[SOURCE]
## Start
The Routledge Handbook of Heritage Ethics - new publication
MCL members Kate Hennessy and PhD Candidate Brett Gaylor have co-authored a chapter with Prof. Chiara Bonacchi (the University of Edinburgh, Chancellor's Fellow in Heritage, Text and Data Mining and Senior Lecturer in Heritage; HCA and Edinburgh Futures Institute) titled “Creative Engagements with Heritage Ethics in the Age of the Data Deluge” in the Routledge Handbook of Heritage Ethics, edited by Andreas Pantazatos, Tracy Ireland, John Schofield and Rouran Zhang. Learn more about this new book.
Bonacchi, C., Hennessy, K. and Gaylor, B. (In Press, 2026).
Creative Engagements with Heritage Ethics in the Age of the Data Deluge.In, The Routledge Handbook of Heritage Ethics. Andreas Pantazatos, Tracy Ireland, John Schofield and Rouran Zhang (Eds.) London: Routledge.
## End
[RECORDS SHOWN]
## Start
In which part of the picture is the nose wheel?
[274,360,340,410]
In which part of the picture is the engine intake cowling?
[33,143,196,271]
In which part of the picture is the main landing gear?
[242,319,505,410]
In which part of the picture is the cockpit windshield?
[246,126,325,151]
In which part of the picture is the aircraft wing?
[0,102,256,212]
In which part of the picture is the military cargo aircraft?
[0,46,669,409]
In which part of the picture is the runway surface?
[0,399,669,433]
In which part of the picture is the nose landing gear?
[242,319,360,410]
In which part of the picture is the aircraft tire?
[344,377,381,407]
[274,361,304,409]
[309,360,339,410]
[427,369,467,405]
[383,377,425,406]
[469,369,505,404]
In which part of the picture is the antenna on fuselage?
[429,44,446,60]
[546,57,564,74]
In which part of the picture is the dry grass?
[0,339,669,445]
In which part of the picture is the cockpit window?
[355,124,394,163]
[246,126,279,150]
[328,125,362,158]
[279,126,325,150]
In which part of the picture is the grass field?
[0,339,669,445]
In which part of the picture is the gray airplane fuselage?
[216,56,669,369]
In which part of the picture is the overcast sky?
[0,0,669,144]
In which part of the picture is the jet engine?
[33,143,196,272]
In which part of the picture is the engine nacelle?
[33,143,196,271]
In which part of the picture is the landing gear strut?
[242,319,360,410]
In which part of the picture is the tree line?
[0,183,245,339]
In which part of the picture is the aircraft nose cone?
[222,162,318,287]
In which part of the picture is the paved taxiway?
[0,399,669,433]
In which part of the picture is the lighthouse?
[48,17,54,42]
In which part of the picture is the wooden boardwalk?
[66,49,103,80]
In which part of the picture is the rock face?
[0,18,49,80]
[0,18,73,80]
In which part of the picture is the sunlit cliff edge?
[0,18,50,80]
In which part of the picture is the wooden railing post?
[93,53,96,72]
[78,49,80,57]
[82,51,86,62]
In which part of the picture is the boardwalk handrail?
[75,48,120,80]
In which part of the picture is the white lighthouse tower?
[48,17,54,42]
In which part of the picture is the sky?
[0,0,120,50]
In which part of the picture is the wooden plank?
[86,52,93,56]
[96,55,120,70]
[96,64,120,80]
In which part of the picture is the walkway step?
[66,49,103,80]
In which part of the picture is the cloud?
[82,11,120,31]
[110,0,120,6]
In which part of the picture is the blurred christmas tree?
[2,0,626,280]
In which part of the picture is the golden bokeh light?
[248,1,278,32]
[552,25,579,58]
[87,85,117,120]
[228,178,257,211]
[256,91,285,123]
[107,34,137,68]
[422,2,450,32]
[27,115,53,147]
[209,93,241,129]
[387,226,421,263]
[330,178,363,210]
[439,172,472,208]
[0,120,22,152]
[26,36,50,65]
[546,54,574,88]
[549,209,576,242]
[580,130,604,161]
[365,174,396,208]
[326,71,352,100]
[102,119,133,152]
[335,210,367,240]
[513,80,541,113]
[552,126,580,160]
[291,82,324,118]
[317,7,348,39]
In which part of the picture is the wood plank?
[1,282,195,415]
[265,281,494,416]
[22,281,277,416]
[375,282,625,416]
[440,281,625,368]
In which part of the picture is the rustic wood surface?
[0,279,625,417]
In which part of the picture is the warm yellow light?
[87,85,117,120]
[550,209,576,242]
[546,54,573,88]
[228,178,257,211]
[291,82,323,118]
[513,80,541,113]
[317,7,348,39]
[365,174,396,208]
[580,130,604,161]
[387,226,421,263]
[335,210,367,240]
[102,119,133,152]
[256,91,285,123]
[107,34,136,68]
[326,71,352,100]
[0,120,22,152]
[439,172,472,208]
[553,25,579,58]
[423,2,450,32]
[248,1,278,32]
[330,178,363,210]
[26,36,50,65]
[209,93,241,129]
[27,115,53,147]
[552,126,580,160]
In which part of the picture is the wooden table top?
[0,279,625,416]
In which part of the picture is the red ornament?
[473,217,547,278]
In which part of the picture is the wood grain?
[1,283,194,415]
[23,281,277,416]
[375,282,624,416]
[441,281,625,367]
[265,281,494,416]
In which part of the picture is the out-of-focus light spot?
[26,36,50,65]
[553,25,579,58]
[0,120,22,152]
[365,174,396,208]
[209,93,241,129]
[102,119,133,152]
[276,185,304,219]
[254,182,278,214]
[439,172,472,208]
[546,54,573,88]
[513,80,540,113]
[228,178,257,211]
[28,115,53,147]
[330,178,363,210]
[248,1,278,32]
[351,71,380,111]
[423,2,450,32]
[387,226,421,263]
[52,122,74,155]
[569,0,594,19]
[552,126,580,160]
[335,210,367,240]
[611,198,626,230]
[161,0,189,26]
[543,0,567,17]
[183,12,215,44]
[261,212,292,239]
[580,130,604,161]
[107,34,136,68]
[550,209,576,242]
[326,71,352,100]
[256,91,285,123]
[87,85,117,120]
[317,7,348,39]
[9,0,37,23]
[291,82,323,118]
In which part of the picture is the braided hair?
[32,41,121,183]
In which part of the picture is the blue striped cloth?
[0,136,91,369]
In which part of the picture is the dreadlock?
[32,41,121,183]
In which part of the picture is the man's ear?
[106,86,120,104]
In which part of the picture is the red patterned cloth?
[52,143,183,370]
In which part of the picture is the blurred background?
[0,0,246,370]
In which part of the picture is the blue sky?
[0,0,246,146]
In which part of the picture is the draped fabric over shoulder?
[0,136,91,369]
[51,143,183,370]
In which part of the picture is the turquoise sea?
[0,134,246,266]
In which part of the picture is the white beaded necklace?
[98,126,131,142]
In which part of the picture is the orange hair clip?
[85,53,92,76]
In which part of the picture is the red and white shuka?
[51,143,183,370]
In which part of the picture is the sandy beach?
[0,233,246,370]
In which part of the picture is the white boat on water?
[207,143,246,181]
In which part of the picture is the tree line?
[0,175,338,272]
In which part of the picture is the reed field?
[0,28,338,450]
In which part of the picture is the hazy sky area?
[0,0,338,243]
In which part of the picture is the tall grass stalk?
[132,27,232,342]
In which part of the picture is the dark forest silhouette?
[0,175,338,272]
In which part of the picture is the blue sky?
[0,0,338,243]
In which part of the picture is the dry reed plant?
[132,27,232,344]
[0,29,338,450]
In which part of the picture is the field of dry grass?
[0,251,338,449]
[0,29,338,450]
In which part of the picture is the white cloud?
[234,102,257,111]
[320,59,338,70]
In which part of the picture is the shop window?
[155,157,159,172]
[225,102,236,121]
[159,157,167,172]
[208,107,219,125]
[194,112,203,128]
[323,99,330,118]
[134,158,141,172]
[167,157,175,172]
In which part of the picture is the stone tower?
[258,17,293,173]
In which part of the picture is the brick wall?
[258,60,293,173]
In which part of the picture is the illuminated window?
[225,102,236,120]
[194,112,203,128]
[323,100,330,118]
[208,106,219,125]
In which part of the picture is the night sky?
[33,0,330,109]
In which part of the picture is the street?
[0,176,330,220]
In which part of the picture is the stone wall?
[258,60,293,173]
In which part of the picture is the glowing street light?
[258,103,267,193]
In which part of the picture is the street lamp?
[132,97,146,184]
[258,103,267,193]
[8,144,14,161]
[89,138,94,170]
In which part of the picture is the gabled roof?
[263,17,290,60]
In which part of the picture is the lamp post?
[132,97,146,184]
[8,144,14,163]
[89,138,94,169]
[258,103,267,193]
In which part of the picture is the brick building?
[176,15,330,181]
## End
[SET TASK] Can you repeat, word for word, the passage of the heritage ethics handbook announcement above that begins with the words containing "The Routledge Handbook of Heritage Ethics - new" and ends with "this new book."?

[FULL ANSWER]
The Routledge Handbook of Heritage Ethics - new publication
MCL members Kate Hennessy and PhD Candidate Brett Gaylor have co-authored a chapter with Prof. Chiara Bonacchi (the University of Edinburgh, Chancellor's Fellow in Heritage, Text and Data Mining and Senior Lecturer in Heritage; HCA and Edinburgh Futures Institute) titled “Creative Engagements with Heritage Ethics in the Age of the Data Deluge” in the Routledge Handbook of Heritage Ethics, edited by Andreas Pantazatos, Tracy Ireland, John Schofield and Rouran Zhang. Learn more about this new book.